(The input):
▬▬▬▬▬▬
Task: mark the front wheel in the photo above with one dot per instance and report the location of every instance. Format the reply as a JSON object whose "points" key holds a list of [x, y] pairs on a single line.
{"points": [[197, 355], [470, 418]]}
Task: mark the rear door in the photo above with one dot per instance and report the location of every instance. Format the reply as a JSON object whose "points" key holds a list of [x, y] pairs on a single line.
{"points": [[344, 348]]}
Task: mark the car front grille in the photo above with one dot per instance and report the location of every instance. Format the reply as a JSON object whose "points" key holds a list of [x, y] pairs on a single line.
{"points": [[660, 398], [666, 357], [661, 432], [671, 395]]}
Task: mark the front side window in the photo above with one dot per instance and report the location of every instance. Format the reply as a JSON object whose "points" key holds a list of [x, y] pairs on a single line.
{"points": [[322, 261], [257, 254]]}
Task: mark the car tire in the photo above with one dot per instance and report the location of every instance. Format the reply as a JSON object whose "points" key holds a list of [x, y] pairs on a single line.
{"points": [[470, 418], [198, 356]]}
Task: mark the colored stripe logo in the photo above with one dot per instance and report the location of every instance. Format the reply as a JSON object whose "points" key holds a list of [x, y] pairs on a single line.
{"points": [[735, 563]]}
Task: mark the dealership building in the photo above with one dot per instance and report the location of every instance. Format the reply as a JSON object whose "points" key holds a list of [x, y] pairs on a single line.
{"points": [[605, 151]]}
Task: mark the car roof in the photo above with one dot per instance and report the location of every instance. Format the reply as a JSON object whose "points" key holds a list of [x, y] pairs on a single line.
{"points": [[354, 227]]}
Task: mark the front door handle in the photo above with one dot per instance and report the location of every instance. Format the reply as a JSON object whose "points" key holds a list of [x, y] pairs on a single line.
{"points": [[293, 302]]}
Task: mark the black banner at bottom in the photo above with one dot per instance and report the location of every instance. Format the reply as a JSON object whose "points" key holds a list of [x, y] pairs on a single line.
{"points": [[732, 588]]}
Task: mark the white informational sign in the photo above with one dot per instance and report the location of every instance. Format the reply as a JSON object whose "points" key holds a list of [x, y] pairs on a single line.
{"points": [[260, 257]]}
▬▬▬▬▬▬
(What you need to do): Render every line of the material above as a JSON list of strings, one string per line, omitting any blank lines.

(Correct answer):
[
  "Task: mark the front wheel in the photo above with one dot per instance and report the location of every instance. Format the reply as a JSON object whose \"points\" key holds a list of [x, y] pairs on a single line.",
  "{\"points\": [[197, 355], [470, 418]]}",
  "Task: mark the rear door in the photo above with one dot per instance and report the location of every instance. Format the reply as a JSON object whose \"points\" key holds a list of [x, y] pairs on a single line.",
  "{\"points\": [[344, 348]]}",
  "Task: mark the car front grille in the photo above with one dot per instance and report the location of every instance. Format the reply as a JSON object whose \"points\" key holds a list of [x, y] pairs on a single line.",
  "{\"points\": [[660, 398], [666, 357], [661, 432], [671, 395]]}",
  "Task: mark the front side window in the photo above with one dot per instance and report the location of every instance. Format the reply as a JSON object whose \"points\" key holds a list of [x, y] pairs on a single line.",
  "{\"points\": [[322, 261], [257, 254]]}",
  "Task: mark the car tire in the photo above with one dot per instance and report the location of every instance. Format the reply as a JSON object whose \"points\" key holds a list of [x, y] pairs on a single line.",
  "{\"points\": [[470, 418], [198, 356]]}",
  "Task: mark the colored stripe logo in the photo above with one dot per instance and report the location of every instance. Format the reply as a JSON object whose \"points\" key holds a list of [x, y] pairs on a single line.",
  "{\"points\": [[735, 563]]}",
  "Task: mark the dealership building in the photo above with one dot per instance and report the location of every instance. Format the reply as a JSON object whose \"points\" key holds a list of [x, y] pairs on a single line.",
  "{\"points\": [[605, 151]]}",
  "Task: mark the car roof in the photo above with one dot per instance and report the location of every instance. Format the reply as a JSON object whose \"points\" key holds a list of [x, y] pairs on a single line.",
  "{\"points\": [[354, 227]]}",
  "Task: mark the front door handle in the photo above with one dot per instance and report the location of every instance. Format the reply as a JSON object whose \"points\" key holds a list of [x, y] pairs on a single line.",
  "{\"points\": [[293, 302]]}",
  "Task: mark the black banner at bottom in the photo above with one dot per instance and report the location of every instance. Format the reply as a JSON object whose \"points\" key holds a list of [x, y] pairs on a single line.",
  "{\"points\": [[732, 588]]}",
  "Task: mark the white informational sign in the photo above with one dot per instance and report the location of every instance. Format the reply as a JSON object whose \"points\" key holds a list of [x, y] pairs on a single line.",
  "{\"points\": [[260, 257]]}"
]